Write each entry out again exactly as it was given.
◆ ◆ ◆
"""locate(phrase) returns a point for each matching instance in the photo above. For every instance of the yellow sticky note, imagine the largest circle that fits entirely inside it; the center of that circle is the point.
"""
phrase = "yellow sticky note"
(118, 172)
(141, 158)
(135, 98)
◆ ◆ ◆
▶ _RESPONSE AREA_:
"""locate(phrase) returns a point for each matching instance in the photo above. For every instance of the yellow sticky note, imagine the largest circle that fits entirely inside it; the center of that circle is the point.
"""
phrase = "yellow sticky note"
(118, 172)
(141, 158)
(135, 98)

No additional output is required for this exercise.